TASK DIRECTIONS:
Word for word, repeat the lines of the records from the one containing "Segment the shadow" through the last line, both included.

INPUT MATERIAL:
┌────────
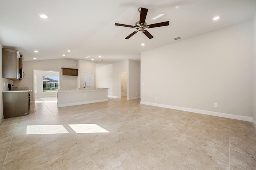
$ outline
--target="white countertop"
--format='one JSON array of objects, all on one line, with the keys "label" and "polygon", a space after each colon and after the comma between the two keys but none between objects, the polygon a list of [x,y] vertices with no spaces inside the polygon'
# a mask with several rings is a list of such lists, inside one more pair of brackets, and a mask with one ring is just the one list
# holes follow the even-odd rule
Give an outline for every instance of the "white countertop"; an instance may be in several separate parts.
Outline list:
[{"label": "white countertop", "polygon": [[57,89],[57,90],[96,90],[96,89],[107,89],[109,88],[71,88],[70,89]]},{"label": "white countertop", "polygon": [[29,89],[19,89],[19,90],[11,90],[3,91],[3,93],[10,93],[14,92],[29,92],[31,91]]}]

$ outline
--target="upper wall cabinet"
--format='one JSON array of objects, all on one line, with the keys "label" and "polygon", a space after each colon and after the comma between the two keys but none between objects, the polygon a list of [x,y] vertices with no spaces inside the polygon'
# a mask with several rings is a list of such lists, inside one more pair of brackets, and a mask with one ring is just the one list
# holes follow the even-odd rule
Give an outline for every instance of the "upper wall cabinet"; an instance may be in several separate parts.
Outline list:
[{"label": "upper wall cabinet", "polygon": [[19,59],[17,50],[2,48],[3,78],[19,80]]},{"label": "upper wall cabinet", "polygon": [[66,76],[75,76],[78,75],[78,70],[75,68],[62,68],[62,75]]}]

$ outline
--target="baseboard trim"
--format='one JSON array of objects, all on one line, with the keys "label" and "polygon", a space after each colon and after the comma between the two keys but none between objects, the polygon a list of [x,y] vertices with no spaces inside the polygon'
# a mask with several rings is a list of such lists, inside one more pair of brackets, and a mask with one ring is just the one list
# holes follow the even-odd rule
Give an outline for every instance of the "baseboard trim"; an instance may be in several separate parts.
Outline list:
[{"label": "baseboard trim", "polygon": [[81,104],[89,104],[90,103],[98,103],[103,102],[108,102],[108,99],[102,99],[101,100],[92,100],[90,101],[82,102],[76,103],[72,103],[67,104],[57,104],[58,107],[63,107],[71,106],[72,106],[80,105]]},{"label": "baseboard trim", "polygon": [[226,117],[230,119],[233,119],[237,120],[250,121],[251,122],[252,122],[252,117],[250,117],[249,116],[232,115],[231,114],[225,113],[224,113],[216,112],[215,111],[208,111],[207,110],[200,110],[198,109],[191,109],[190,108],[183,107],[182,107],[174,106],[173,106],[166,105],[164,104],[158,104],[154,103],[149,103],[144,102],[140,102],[140,104],[145,104],[146,105],[150,105],[154,106],[160,107],[161,107],[168,108],[169,109],[175,109],[176,110],[182,110],[183,111],[189,111],[190,112],[196,113],[197,113],[211,115],[212,116]]},{"label": "baseboard trim", "polygon": [[140,99],[140,97],[138,96],[138,97],[134,97],[133,98],[127,98],[127,100],[132,100],[133,99]]},{"label": "baseboard trim", "polygon": [[115,98],[116,99],[120,99],[121,98],[119,96],[108,96],[108,98]]},{"label": "baseboard trim", "polygon": [[256,129],[256,122],[255,121],[255,120],[254,119],[253,119],[253,117],[252,118],[252,123],[253,126],[254,127],[254,128],[255,128],[255,129]]},{"label": "baseboard trim", "polygon": [[0,118],[0,124],[4,120],[4,115],[2,115],[2,117]]}]

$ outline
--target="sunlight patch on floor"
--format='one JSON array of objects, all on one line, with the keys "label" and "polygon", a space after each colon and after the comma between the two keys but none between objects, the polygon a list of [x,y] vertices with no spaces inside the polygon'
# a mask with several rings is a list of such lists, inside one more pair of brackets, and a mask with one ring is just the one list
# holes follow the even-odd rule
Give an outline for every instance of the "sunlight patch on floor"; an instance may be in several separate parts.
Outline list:
[{"label": "sunlight patch on floor", "polygon": [[[103,127],[96,124],[68,125],[76,133],[108,133]],[[28,125],[27,135],[69,133],[62,125]]]},{"label": "sunlight patch on floor", "polygon": [[96,124],[68,125],[77,133],[108,133],[110,132]]},{"label": "sunlight patch on floor", "polygon": [[69,133],[62,125],[32,125],[27,126],[27,135]]}]

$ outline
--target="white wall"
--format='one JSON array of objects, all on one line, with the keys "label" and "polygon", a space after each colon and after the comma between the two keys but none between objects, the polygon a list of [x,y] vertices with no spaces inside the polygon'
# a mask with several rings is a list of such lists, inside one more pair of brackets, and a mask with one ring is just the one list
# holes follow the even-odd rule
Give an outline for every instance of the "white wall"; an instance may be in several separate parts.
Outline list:
[{"label": "white wall", "polygon": [[122,73],[121,74],[121,84],[122,88],[122,92],[124,92],[124,96],[126,96],[127,94],[127,73]]},{"label": "white wall", "polygon": [[57,92],[44,92],[43,91],[43,76],[54,76],[58,77],[60,75],[59,72],[52,71],[46,71],[35,70],[34,75],[36,76],[36,86],[35,86],[35,88],[36,88],[36,92],[34,92],[35,98],[43,98],[46,97],[52,97],[57,96]]},{"label": "white wall", "polygon": [[253,124],[256,128],[256,12],[254,14],[253,19],[253,94],[252,100],[252,118]]},{"label": "white wall", "polygon": [[[127,72],[129,77],[128,61],[121,61],[96,68],[96,87],[109,88],[108,96],[116,98],[120,97],[120,73]],[[127,87],[128,89],[129,87]],[[129,94],[127,94],[127,97]]]},{"label": "white wall", "polygon": [[83,80],[83,72],[90,72],[94,74],[94,84],[95,88],[95,62],[87,60],[79,60],[77,61],[77,66],[78,68],[78,76],[77,78],[77,88],[83,87],[84,81]]},{"label": "white wall", "polygon": [[[3,79],[5,79],[5,78],[3,78],[3,70],[2,70],[2,46],[1,44],[0,44],[0,88],[4,88],[4,81]],[[3,94],[2,93],[0,93],[0,123],[3,121],[4,119],[4,116],[3,115]]]},{"label": "white wall", "polygon": [[126,60],[96,68],[96,87],[109,88],[109,97],[120,98],[120,73],[127,73],[127,98],[139,98],[140,97],[140,65],[138,61]]},{"label": "white wall", "polygon": [[251,120],[252,33],[248,21],[142,53],[141,103]]},{"label": "white wall", "polygon": [[129,60],[129,98],[140,98],[140,62]]},{"label": "white wall", "polygon": [[[26,56],[24,56],[26,57]],[[70,89],[76,88],[77,76],[62,76],[62,67],[77,68],[76,61],[60,59],[56,60],[45,60],[34,61],[23,61],[23,70],[25,76],[20,81],[14,82],[16,87],[30,87],[33,90],[33,70],[44,70],[46,71],[57,71],[60,72],[60,82],[62,89]],[[31,100],[34,100],[34,92],[31,93]]]}]

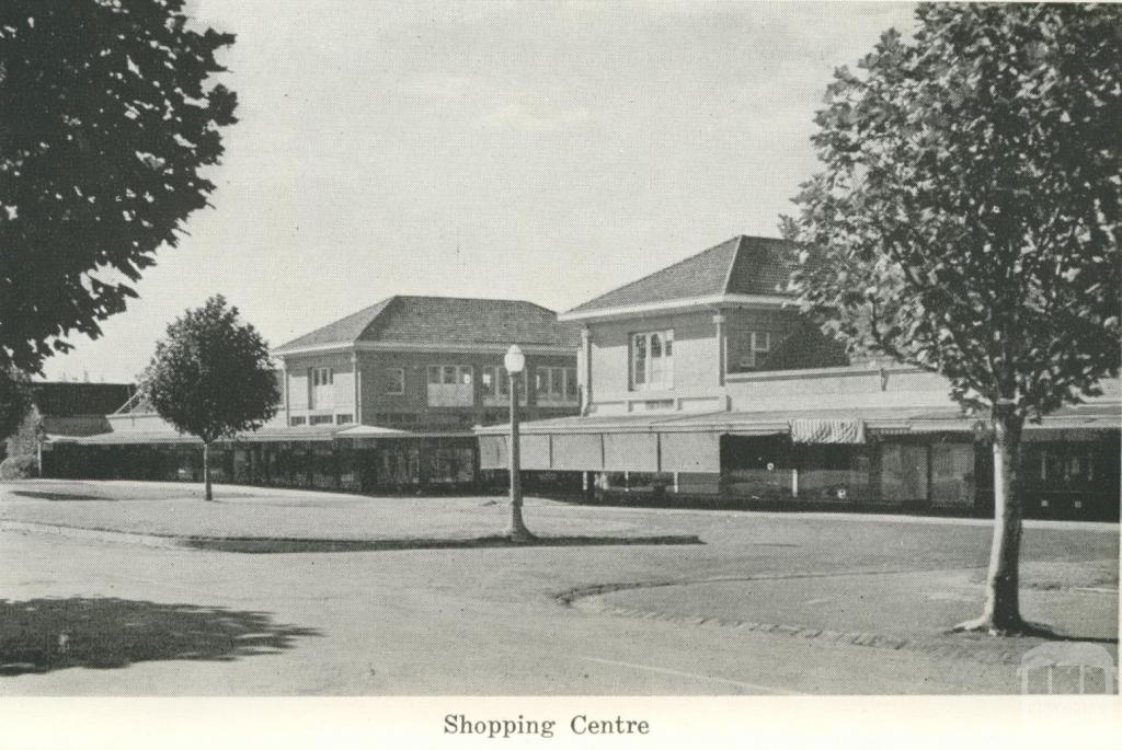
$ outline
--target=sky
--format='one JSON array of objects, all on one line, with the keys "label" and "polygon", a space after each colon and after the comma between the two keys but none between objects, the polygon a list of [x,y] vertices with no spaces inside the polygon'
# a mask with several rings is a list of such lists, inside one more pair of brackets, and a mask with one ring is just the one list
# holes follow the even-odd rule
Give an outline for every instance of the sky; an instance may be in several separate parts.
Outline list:
[{"label": "sky", "polygon": [[394,294],[564,311],[736,234],[816,170],[834,70],[899,2],[188,0],[237,35],[213,209],[47,361],[134,380],[223,294],[273,345]]}]

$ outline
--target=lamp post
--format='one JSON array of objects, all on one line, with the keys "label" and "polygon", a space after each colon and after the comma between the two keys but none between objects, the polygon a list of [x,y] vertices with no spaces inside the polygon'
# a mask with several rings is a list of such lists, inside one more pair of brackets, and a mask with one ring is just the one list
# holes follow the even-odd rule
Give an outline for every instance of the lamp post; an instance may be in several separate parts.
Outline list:
[{"label": "lamp post", "polygon": [[526,357],[513,344],[503,360],[511,380],[511,528],[506,534],[516,541],[534,538],[522,520],[522,464],[518,457],[518,373],[526,369]]}]

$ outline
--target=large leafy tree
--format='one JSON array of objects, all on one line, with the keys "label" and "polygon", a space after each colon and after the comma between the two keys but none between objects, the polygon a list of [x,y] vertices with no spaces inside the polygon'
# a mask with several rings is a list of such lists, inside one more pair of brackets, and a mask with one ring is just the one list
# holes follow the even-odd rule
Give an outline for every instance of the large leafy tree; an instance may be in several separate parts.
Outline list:
[{"label": "large leafy tree", "polygon": [[852,350],[945,376],[988,419],[987,596],[964,629],[1026,627],[1022,427],[1120,359],[1122,7],[923,4],[839,70],[821,172],[784,232],[804,309]]},{"label": "large leafy tree", "polygon": [[30,408],[27,376],[0,368],[0,441],[16,433]]},{"label": "large leafy tree", "polygon": [[183,0],[0,3],[0,369],[98,336],[214,185],[233,36]]},{"label": "large leafy tree", "polygon": [[211,445],[259,428],[280,400],[268,344],[221,295],[167,326],[141,388],[159,416],[203,442],[208,500]]}]

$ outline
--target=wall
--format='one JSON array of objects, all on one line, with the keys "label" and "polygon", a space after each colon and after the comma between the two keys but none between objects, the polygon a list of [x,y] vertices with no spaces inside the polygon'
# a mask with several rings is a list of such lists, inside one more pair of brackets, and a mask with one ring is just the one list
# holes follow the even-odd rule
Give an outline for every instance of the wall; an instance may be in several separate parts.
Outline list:
[{"label": "wall", "polygon": [[875,362],[846,368],[729,374],[733,411],[942,407],[950,404],[945,379]]},{"label": "wall", "polygon": [[[355,415],[355,374],[349,352],[285,357],[288,417],[312,415]],[[309,405],[312,368],[331,368],[332,383],[328,387],[330,406],[312,409]],[[284,398],[282,397],[282,408]]]},{"label": "wall", "polygon": [[[771,348],[778,345],[794,333],[799,327],[799,314],[793,309],[748,309],[735,308],[725,311],[725,333],[728,341],[727,370],[736,372],[742,351],[747,349],[742,334],[751,331],[771,334]],[[766,364],[764,365],[766,367]]]},{"label": "wall", "polygon": [[[592,404],[600,414],[645,408],[644,401],[700,399],[719,408],[717,326],[712,312],[683,313],[591,323]],[[674,332],[674,385],[665,390],[631,390],[631,336],[651,331]]]},{"label": "wall", "polygon": [[[509,397],[485,399],[482,396],[481,373],[485,369],[502,368],[503,354],[480,352],[361,352],[359,354],[361,371],[362,424],[383,425],[389,420],[401,419],[398,425],[408,427],[416,424],[445,424],[468,427],[507,418]],[[527,354],[527,381],[533,383],[536,367],[574,368],[577,355],[563,354]],[[431,365],[468,365],[472,368],[473,402],[463,407],[436,407],[429,404],[429,367]],[[386,392],[384,372],[389,368],[405,371],[405,392],[393,395]],[[536,404],[533,388],[524,395],[523,402],[528,411],[527,419],[576,414],[579,400],[541,405]]]}]

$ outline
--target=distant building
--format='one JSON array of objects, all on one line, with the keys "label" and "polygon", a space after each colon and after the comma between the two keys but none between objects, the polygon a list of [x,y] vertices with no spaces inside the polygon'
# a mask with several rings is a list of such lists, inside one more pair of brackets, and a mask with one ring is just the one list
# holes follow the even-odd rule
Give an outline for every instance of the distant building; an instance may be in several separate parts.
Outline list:
[{"label": "distant building", "polygon": [[[563,313],[581,416],[523,425],[523,467],[643,502],[988,512],[985,415],[940,376],[846,357],[783,290],[791,257],[736,237]],[[1027,427],[1028,513],[1118,518],[1119,382],[1103,387]],[[504,428],[478,432],[484,469],[505,466]]]},{"label": "distant building", "polygon": [[[476,487],[472,427],[506,419],[503,355],[526,353],[533,418],[579,409],[576,326],[528,302],[394,296],[274,350],[277,416],[213,452],[215,481],[346,490]],[[199,441],[142,392],[107,434],[56,451],[58,474],[201,478]]]}]

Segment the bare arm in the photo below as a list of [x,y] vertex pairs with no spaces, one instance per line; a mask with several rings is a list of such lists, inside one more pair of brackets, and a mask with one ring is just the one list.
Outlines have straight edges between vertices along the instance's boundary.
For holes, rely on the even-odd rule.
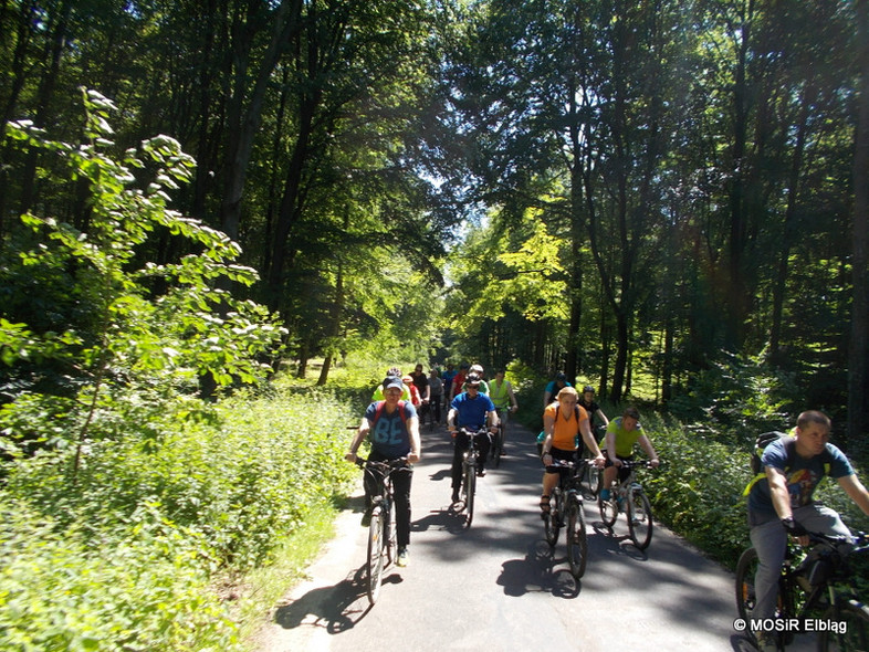
[[[347,454],[344,455],[345,460],[347,460],[348,462],[356,461],[356,451],[359,450],[362,442],[368,435],[368,431],[370,429],[371,429],[371,424],[368,423],[368,420],[365,417],[363,417],[362,423],[359,423],[359,429],[356,431],[356,434],[354,435],[353,441],[350,442],[350,448],[347,451]],[[419,432],[417,432],[417,437],[419,437]]]

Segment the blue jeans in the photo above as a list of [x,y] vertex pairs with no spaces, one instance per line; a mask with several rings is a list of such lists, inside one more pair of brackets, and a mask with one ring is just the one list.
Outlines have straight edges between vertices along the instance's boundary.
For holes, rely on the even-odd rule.
[[[851,533],[839,515],[829,507],[810,504],[794,509],[794,520],[809,532],[827,535],[849,536]],[[757,551],[757,572],[754,576],[756,603],[752,618],[773,618],[778,601],[778,576],[785,561],[787,530],[778,518],[755,525],[751,539]]]

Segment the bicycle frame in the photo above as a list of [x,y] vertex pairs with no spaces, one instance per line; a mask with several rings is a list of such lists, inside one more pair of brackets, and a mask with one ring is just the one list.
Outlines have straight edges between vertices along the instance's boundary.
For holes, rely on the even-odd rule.
[[[783,649],[810,619],[837,625],[819,631],[818,650],[866,650],[869,643],[869,610],[857,599],[849,558],[869,550],[869,537],[827,536],[809,533],[813,547],[803,556],[788,541],[778,577],[777,622],[796,623],[784,631],[775,630]],[[740,618],[750,619],[754,610],[754,574],[757,554],[747,548],[736,566],[736,607]]]

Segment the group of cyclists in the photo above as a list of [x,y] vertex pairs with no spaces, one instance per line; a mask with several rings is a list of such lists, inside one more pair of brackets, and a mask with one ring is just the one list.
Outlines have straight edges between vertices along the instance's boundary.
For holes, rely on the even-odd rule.
[[[451,365],[441,372],[429,375],[417,365],[413,374],[401,376],[397,368],[375,390],[373,402],[353,438],[347,460],[355,461],[362,442],[369,438],[370,459],[407,459],[419,461],[420,411],[429,414],[432,423],[441,421],[441,401],[447,412],[446,424],[454,438],[451,467],[452,501],[459,499],[462,454],[470,445],[467,430],[488,429],[493,434],[500,419],[506,419],[519,408],[513,388],[503,370],[491,382],[483,379],[479,365]],[[591,420],[597,418],[603,437],[596,440]],[[583,454],[583,448],[597,467],[604,469],[600,498],[609,499],[609,491],[625,460],[638,444],[649,456],[650,464],[659,464],[658,454],[640,425],[640,414],[628,407],[611,421],[595,402],[594,388],[586,386],[579,393],[563,374],[546,386],[543,399],[543,431],[538,437],[538,453],[544,466],[554,460],[572,460]],[[782,570],[788,535],[805,545],[809,532],[828,535],[850,535],[839,515],[813,501],[815,487],[825,476],[837,480],[846,494],[869,515],[869,492],[860,483],[845,454],[829,443],[830,420],[823,412],[809,410],[799,414],[791,437],[769,444],[761,458],[762,472],[746,490],[751,540],[758,556],[755,578],[756,607],[760,621],[773,617],[778,592],[777,578]],[[480,438],[478,475],[485,474],[489,438]],[[394,481],[396,492],[398,565],[408,560],[410,533],[410,479],[408,472]],[[549,496],[558,482],[557,472],[544,471],[540,508],[548,513]],[[366,505],[376,486],[376,479],[366,473]],[[366,509],[367,513],[367,509]],[[774,649],[775,643],[758,632],[758,649]]]
[[[519,409],[515,392],[503,369],[498,369],[494,378],[483,378],[480,365],[452,365],[441,372],[432,368],[427,376],[422,365],[417,365],[412,374],[402,376],[397,367],[388,370],[386,379],[375,389],[371,403],[350,442],[346,459],[356,461],[356,454],[365,439],[370,440],[369,459],[375,461],[407,459],[408,464],[420,459],[419,425],[423,417],[431,423],[441,421],[441,400],[447,410],[446,425],[453,438],[453,456],[450,469],[451,502],[459,502],[462,482],[462,461],[464,451],[472,445],[471,434],[485,431],[485,437],[478,437],[474,445],[480,454],[477,460],[478,476],[485,475],[485,463],[489,458],[491,437],[500,431],[503,437],[509,416]],[[604,438],[598,443],[591,433],[591,418],[597,417],[606,428]],[[622,460],[630,459],[635,443],[639,443],[649,454],[655,464],[658,456],[651,442],[639,424],[639,413],[629,408],[625,413],[609,421],[600,407],[595,402],[595,390],[590,386],[583,388],[582,397],[567,381],[564,374],[556,375],[544,391],[544,429],[538,439],[538,453],[544,465],[551,465],[554,459],[567,460],[582,454],[583,444],[593,455],[596,466],[605,467],[605,481],[615,480]],[[503,441],[500,446],[503,454]],[[611,473],[610,473],[611,469]],[[363,525],[367,525],[371,495],[376,491],[378,479],[375,472],[366,469],[364,479],[366,493],[366,511]],[[398,565],[408,561],[410,533],[410,484],[412,469],[394,476],[396,493],[396,526],[398,545]],[[398,482],[395,479],[400,479]],[[557,473],[545,472],[541,511],[549,509],[549,495],[558,481]],[[605,484],[605,486],[609,486]],[[607,491],[607,490],[604,490]]]

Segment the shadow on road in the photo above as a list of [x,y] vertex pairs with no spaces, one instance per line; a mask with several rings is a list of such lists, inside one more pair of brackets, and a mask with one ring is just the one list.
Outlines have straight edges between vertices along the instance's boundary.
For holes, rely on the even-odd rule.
└────────
RESULT:
Segment the shadow on road in the photo above as a list of [x,y] vertex pairs with no spaces, one instance per line; a mask with several rings is a list of such lists, inside one more pair of brackets, and a mask with one ring is just the one list.
Outlines have straight edges between vertices along the instance's boundary.
For holes, rely on the even-odd rule.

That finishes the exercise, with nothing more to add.